[Exercise task] Transcribe the data below line for line, with no changes.

[Material to process]
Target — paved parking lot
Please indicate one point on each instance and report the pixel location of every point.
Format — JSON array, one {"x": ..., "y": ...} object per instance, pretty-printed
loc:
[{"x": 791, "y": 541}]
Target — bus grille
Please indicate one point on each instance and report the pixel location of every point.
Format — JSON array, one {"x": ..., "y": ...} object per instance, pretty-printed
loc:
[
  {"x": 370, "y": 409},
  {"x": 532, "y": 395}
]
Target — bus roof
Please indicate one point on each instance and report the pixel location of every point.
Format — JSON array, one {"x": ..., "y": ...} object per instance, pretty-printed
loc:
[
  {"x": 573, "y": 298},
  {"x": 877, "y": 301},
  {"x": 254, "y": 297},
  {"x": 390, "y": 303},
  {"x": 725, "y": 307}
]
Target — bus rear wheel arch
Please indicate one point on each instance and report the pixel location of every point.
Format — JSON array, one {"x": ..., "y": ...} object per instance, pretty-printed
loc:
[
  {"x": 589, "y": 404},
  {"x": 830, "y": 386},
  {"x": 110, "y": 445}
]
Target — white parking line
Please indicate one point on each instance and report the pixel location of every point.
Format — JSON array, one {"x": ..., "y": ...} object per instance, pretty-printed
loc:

[Full output]
Target — paved parking lot
Please indicate one point on each instance and report the pixel location of every point.
Format — JSON array, one {"x": ..., "y": ...} object per instance, pretty-printed
loc:
[{"x": 791, "y": 541}]
Target — bus grille
Please indicate one point on each instance and report the pixel location of every point.
Format — JSON array, one {"x": ..., "y": ...} object per instance, pretty-printed
loc:
[
  {"x": 370, "y": 409},
  {"x": 532, "y": 395}
]
Target — bus roof
Please indicate one point on each instance and report the pixel location of every point.
Format — JSON array, one {"x": ..., "y": ...} object per instance, pretty-printed
loc:
[
  {"x": 573, "y": 298},
  {"x": 877, "y": 301},
  {"x": 254, "y": 297},
  {"x": 390, "y": 303},
  {"x": 725, "y": 307}
]
Target — bus rear wheel arch
Please indicate one point on each instance and report the pixel location of every point.
Format — JSON array, one {"x": ..., "y": ...} object per instance, pretty-printed
loc:
[
  {"x": 589, "y": 404},
  {"x": 830, "y": 386},
  {"x": 110, "y": 445}
]
Target — white parking line
Please indicate one point on each instance and report the pixel location of every point.
Format — JSON array, one {"x": ..., "y": ...} object per instance, pretty-printed
loc:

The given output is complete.